WHAT TO DO:
In the notes on matrix derivatives, how can the gradient be seen in relation to derivatives?

── SELECTED EXTRACT ──

矩阵求导的一般规律
Consider two vector \(x\in \mathbb{R}^{d_{I}}\) and \(y\in \mathbb{R}^{d_{O}}\), and \(y=Wx\) with \(W\in \mathbb{R}^{d_{o}\times d_{I}}\) .
\begin{equation} \begin{aligned} &\frac{dy}{dx}\in\mathbb{R}^{d^{O}\times~d^{I}}\\ &\frac{dy}{dx}=W \end{aligned} \end{equation} \begin{equation} \begin{aligned} &\frac{dy}{dW}\in\mathbb{R}^{d^{O}\times~d^{O}\times d_{I}}\\ &\frac{dy}{dW}=I_{d_{O}\times~d_{O}}\otimes x^{T} \end{aligned} \end{equation}If we define \(W=MN\), where \(M\in \mathbb{R}^{d_{O}\times r}\) and \(N\in \mathbb{R}^{r\times d_{I}}\), we have
\begin{equation} \begin{aligned} &\frac{dy}{dM}\in\mathbb{R}^{d^{O}\times~d^{O}\times r}\\ &\frac{dy}{dM}=I_{d_{O}}\otimes (Nx)^{T}=I_{d_{O}}\otimes (x)^{T}N^{T}\\ \end{aligned} \end{equation}and
\begin{equation} \begin{aligned} &\frac{dy}{dN}\in\mathbb{R}^{d_{O}\times~r\times d_{I}}\\ &\frac{dy}{dN}=\frac{dy}{dNx}\cdot \frac{dNx}{dN}=M\cdot I_{r}\otimes x^{T}\\ \end{aligned} \end{equation}Gradient is different from the derivative. It can be seen as the transpose of derivatives.

───
── EXCERPTED RECORDS ──

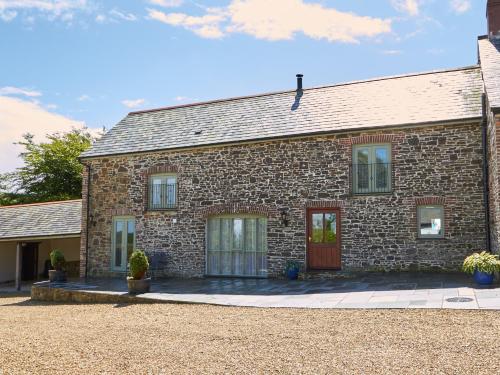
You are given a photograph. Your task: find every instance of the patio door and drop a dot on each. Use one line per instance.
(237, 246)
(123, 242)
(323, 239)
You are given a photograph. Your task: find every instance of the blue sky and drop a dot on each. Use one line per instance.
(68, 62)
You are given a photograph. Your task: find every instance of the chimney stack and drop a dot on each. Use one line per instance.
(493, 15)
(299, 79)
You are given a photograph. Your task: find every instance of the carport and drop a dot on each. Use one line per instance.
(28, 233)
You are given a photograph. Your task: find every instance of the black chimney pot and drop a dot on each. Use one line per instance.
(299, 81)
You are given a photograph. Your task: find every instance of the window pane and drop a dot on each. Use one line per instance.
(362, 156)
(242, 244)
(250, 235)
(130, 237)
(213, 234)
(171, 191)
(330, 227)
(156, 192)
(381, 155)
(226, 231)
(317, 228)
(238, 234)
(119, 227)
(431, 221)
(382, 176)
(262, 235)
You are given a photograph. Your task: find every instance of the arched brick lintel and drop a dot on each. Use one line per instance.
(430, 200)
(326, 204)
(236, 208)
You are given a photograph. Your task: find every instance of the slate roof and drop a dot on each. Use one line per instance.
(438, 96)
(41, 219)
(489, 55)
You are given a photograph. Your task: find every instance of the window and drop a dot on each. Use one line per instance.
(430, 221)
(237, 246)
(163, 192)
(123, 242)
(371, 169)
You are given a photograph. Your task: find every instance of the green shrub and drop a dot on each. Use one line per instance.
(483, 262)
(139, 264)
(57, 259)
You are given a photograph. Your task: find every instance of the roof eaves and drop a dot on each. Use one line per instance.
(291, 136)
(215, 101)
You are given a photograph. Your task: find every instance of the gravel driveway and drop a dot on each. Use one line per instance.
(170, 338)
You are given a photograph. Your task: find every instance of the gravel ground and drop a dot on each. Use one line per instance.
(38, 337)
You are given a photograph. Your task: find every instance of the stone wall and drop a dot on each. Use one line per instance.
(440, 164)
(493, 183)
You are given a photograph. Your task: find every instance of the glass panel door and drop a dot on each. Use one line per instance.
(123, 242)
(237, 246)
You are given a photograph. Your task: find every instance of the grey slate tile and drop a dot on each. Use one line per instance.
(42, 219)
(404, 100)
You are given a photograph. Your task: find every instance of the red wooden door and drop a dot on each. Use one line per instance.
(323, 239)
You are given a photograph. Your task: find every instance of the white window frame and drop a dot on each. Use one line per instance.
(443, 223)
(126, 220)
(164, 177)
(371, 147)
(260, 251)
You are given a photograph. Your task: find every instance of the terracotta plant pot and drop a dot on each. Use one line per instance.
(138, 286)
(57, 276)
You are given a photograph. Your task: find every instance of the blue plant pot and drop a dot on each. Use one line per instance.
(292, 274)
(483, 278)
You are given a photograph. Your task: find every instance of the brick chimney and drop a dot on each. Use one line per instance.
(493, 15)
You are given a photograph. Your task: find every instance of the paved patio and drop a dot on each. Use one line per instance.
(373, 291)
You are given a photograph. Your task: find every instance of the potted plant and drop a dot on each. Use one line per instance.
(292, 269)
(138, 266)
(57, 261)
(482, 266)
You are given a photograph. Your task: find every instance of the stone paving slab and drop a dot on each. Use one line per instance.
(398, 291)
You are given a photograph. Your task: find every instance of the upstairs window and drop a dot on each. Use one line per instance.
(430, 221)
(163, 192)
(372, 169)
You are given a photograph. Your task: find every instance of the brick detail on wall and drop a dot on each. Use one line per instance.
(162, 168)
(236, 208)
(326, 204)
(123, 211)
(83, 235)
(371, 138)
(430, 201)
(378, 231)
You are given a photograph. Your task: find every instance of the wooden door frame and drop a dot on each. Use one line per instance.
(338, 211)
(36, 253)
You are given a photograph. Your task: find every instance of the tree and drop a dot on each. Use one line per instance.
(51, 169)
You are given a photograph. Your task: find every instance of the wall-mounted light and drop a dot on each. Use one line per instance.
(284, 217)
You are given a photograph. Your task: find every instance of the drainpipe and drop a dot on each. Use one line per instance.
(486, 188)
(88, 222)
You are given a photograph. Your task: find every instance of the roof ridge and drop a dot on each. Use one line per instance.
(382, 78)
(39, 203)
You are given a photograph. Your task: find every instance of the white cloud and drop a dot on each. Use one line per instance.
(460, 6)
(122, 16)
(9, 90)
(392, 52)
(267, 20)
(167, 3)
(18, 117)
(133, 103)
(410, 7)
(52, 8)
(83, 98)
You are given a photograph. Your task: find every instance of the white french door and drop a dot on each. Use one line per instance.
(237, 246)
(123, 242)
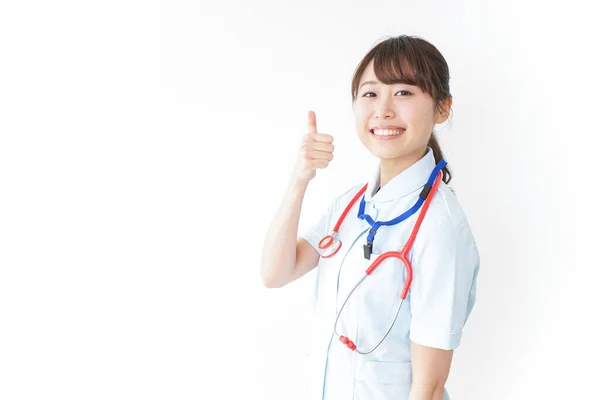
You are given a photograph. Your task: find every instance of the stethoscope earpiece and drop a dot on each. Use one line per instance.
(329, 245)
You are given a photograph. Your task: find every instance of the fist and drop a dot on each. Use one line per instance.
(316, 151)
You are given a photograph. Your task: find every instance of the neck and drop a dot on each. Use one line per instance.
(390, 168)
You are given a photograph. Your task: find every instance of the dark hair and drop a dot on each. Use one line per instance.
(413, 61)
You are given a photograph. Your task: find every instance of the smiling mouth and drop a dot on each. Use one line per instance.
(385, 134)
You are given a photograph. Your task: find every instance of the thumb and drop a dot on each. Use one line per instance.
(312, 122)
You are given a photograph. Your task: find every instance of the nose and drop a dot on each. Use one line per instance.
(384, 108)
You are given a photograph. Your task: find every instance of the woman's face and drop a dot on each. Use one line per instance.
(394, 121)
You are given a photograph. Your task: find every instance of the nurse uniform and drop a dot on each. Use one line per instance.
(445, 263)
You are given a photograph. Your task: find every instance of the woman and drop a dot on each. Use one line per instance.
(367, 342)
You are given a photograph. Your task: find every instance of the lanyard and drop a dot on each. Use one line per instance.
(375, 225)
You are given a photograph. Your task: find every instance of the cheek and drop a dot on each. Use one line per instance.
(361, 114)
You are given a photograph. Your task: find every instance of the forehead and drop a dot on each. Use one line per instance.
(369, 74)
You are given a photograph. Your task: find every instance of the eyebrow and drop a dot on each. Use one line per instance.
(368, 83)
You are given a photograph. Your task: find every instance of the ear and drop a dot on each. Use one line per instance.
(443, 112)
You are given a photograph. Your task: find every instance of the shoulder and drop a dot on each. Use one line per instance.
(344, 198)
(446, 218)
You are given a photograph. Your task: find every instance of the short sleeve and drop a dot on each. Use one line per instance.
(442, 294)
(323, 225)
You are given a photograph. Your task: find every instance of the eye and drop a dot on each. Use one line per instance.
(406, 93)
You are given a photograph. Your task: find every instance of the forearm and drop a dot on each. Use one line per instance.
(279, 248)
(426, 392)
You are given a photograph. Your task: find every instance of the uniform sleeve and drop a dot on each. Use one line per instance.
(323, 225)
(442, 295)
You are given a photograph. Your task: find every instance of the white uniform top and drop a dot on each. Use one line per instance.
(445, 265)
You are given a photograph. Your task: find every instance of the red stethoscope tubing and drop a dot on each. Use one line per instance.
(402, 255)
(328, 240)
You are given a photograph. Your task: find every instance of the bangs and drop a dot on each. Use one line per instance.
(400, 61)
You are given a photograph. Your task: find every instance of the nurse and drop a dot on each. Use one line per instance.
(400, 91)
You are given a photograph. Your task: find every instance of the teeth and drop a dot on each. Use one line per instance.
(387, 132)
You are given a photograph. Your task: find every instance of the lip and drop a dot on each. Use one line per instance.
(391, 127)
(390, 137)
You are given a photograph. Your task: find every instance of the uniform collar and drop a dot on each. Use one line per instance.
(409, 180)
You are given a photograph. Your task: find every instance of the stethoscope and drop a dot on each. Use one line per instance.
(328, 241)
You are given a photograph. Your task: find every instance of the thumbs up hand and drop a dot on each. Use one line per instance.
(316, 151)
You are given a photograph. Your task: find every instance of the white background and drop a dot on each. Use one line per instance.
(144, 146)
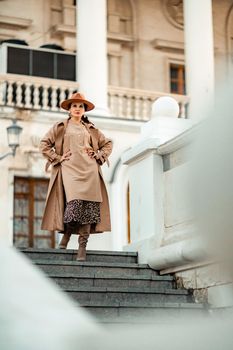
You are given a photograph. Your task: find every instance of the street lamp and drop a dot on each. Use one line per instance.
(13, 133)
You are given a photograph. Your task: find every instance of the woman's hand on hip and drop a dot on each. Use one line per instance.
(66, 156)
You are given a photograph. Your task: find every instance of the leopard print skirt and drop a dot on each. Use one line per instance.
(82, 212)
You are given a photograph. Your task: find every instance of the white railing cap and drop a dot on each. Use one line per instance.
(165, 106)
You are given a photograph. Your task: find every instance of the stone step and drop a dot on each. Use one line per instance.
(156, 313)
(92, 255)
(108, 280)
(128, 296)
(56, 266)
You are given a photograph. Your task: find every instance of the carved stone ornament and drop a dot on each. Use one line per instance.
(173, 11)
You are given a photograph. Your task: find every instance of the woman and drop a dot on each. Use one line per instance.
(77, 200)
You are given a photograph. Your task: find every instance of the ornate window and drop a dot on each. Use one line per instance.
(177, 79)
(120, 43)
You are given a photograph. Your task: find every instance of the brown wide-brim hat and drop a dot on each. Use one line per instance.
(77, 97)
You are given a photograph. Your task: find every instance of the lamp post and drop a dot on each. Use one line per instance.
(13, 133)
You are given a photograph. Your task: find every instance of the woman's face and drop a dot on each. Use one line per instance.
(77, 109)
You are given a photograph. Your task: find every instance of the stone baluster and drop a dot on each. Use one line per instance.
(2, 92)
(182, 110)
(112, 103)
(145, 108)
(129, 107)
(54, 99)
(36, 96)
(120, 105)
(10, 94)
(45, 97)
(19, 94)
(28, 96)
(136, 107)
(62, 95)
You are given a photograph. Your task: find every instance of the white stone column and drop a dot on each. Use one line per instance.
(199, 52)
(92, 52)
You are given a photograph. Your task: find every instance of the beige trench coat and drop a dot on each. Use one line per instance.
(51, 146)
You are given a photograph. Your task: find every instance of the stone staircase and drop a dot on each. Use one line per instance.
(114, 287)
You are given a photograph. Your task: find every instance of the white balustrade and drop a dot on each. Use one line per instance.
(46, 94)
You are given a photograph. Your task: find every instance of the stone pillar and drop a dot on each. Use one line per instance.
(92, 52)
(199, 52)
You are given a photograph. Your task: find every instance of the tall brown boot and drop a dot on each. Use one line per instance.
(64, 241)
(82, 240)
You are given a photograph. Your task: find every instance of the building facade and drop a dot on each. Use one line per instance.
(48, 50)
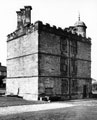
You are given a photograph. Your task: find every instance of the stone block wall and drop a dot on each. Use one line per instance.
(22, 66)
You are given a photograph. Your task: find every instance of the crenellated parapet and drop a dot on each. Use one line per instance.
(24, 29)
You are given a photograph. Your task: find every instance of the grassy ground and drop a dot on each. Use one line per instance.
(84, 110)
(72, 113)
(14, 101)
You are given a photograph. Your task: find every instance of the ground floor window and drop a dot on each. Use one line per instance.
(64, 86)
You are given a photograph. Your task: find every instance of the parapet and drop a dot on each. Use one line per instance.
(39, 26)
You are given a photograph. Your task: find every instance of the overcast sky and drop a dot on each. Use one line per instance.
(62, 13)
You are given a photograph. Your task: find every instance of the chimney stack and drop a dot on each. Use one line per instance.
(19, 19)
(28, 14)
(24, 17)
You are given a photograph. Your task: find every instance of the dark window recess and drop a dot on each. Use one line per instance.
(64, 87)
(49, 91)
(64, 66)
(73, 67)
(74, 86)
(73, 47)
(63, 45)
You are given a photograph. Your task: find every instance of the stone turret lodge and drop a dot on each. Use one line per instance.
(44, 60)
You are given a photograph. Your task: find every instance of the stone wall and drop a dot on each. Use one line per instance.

───
── EXCERPTED RECORDS ──

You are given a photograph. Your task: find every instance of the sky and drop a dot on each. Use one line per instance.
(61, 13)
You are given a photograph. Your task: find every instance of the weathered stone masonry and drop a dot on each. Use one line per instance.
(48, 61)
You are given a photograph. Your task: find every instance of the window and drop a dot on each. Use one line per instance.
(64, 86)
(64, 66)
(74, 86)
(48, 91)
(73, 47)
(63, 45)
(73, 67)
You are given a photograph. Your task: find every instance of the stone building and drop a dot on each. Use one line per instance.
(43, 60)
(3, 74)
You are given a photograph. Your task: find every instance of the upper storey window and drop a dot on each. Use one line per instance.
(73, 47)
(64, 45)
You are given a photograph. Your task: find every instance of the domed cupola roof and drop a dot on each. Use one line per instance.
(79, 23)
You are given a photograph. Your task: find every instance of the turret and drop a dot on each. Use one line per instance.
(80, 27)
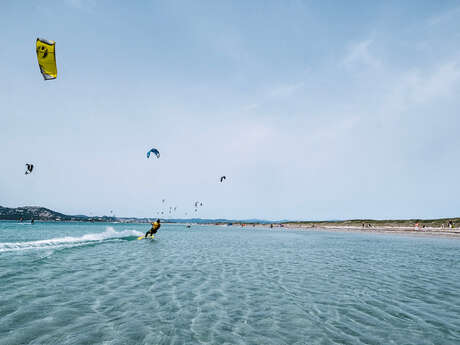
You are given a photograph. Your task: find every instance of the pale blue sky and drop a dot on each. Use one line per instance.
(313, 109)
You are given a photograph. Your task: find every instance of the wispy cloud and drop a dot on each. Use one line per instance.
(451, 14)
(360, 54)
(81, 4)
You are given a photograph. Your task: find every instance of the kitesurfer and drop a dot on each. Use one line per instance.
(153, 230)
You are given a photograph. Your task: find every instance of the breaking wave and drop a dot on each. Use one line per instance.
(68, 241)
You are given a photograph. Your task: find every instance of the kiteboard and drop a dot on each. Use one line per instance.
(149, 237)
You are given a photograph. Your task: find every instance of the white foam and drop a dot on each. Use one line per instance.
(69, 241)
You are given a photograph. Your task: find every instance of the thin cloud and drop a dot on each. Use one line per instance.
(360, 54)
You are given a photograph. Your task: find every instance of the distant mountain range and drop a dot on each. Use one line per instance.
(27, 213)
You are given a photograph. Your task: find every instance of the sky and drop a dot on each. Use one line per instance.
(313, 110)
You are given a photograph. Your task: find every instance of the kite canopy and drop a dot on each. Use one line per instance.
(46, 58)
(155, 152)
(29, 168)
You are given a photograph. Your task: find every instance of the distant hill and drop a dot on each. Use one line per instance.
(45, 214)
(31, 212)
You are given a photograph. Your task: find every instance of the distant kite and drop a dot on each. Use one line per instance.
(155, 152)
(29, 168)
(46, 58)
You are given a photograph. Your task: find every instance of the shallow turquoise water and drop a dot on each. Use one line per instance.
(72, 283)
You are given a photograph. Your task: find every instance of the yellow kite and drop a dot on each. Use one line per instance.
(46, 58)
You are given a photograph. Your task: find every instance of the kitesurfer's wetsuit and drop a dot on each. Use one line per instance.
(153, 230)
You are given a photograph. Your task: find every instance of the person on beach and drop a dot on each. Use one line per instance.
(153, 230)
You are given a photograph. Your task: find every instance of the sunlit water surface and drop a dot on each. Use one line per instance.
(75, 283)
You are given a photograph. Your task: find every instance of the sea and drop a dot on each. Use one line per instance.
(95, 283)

───
── EXCERPTED RECORDS ──

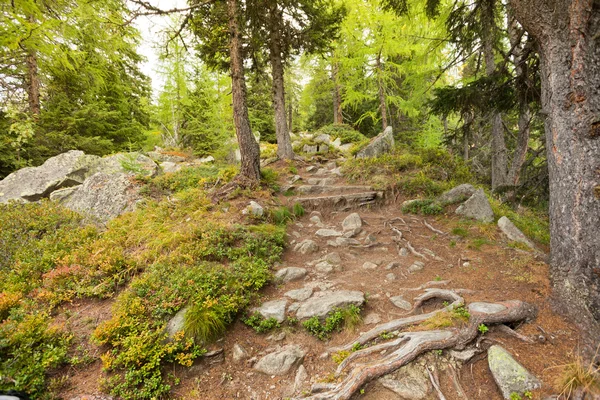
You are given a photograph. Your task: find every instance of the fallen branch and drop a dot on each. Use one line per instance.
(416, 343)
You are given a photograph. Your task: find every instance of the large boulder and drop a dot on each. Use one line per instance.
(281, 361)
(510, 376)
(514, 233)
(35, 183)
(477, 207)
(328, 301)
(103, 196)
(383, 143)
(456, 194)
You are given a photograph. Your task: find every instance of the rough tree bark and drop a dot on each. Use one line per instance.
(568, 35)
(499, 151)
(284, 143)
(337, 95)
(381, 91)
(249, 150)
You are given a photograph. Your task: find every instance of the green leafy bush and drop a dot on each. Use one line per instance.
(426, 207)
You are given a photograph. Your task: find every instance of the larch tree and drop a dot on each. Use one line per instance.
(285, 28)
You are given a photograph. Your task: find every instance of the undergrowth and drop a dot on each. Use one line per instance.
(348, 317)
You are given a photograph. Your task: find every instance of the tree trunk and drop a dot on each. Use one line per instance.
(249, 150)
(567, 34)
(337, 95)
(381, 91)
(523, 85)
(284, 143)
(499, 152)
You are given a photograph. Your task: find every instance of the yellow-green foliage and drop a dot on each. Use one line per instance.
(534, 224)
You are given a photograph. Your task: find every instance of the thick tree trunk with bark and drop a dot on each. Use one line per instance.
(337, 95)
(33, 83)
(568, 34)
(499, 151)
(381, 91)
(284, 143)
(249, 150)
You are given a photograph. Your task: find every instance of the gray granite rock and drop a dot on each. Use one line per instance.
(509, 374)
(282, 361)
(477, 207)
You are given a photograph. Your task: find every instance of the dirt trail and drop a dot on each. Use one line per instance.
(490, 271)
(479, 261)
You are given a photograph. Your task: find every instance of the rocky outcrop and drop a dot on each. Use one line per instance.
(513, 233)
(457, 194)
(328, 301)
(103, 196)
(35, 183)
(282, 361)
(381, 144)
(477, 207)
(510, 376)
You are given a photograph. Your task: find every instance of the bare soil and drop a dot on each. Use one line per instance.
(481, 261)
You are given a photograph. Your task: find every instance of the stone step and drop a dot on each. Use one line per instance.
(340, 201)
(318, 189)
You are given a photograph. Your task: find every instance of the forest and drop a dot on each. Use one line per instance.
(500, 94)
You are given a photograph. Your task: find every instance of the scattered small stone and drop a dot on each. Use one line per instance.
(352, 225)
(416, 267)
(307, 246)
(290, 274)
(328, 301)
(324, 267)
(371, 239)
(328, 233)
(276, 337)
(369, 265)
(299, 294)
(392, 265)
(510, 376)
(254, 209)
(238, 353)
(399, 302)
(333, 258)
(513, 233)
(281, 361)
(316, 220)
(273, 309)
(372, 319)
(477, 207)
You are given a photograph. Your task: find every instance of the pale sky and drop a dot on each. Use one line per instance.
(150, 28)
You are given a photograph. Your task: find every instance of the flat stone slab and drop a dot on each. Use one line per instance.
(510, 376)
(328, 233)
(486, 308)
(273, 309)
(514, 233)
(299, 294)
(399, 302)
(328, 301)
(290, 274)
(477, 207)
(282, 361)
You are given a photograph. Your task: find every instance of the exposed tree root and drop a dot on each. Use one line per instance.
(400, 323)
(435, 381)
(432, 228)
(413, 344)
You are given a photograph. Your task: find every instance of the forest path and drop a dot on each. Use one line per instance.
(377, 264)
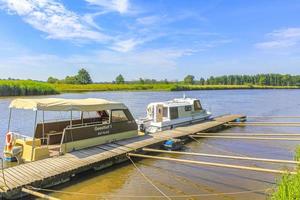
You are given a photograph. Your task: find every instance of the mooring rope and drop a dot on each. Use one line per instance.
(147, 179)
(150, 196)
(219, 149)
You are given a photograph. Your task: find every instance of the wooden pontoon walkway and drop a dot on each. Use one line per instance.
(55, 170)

───

EXERCISE SOLUTION:
As the transpose of derivatives.